• **What you need to do**: Pull out every line in the records below that contains the word "this", and copy each of those lines in full.

• **Data excerpts**:

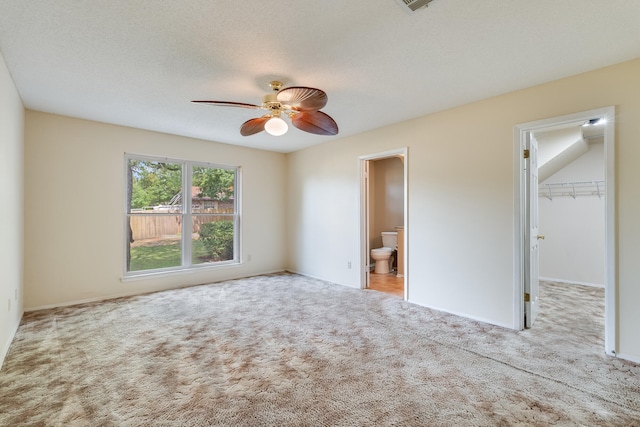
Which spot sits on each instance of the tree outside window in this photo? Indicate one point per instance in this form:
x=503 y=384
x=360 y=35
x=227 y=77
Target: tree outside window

==

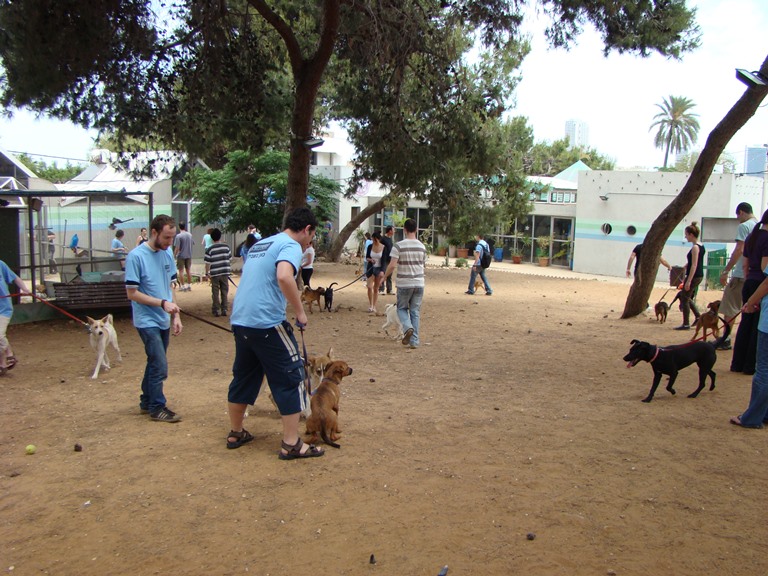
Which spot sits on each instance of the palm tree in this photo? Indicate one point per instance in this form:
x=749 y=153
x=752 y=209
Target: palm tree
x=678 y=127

• **Solved exercise**:
Which spot sits on each instance of the tree outside window in this photo? Indicate one point per instance in this form:
Which spot sits on each instance of the palm tree in this photo? Indicate one point per instance in this form:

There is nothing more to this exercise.